**Data section**
· · ·

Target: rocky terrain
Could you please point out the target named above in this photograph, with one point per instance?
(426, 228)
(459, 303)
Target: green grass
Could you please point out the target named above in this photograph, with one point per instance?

· · ·

**Prompt**
Reproduce all of the material above, substituting "mark" for every occurrence of "point out" and leaving everything else unchanged.

**Output of the task**
Target: rocky terrain
Could you please mark the target named above in this photograph, with one point per instance?
(426, 228)
(459, 303)
Target: green grass
Could you please mark the target named above in this photograph, with one point per instance?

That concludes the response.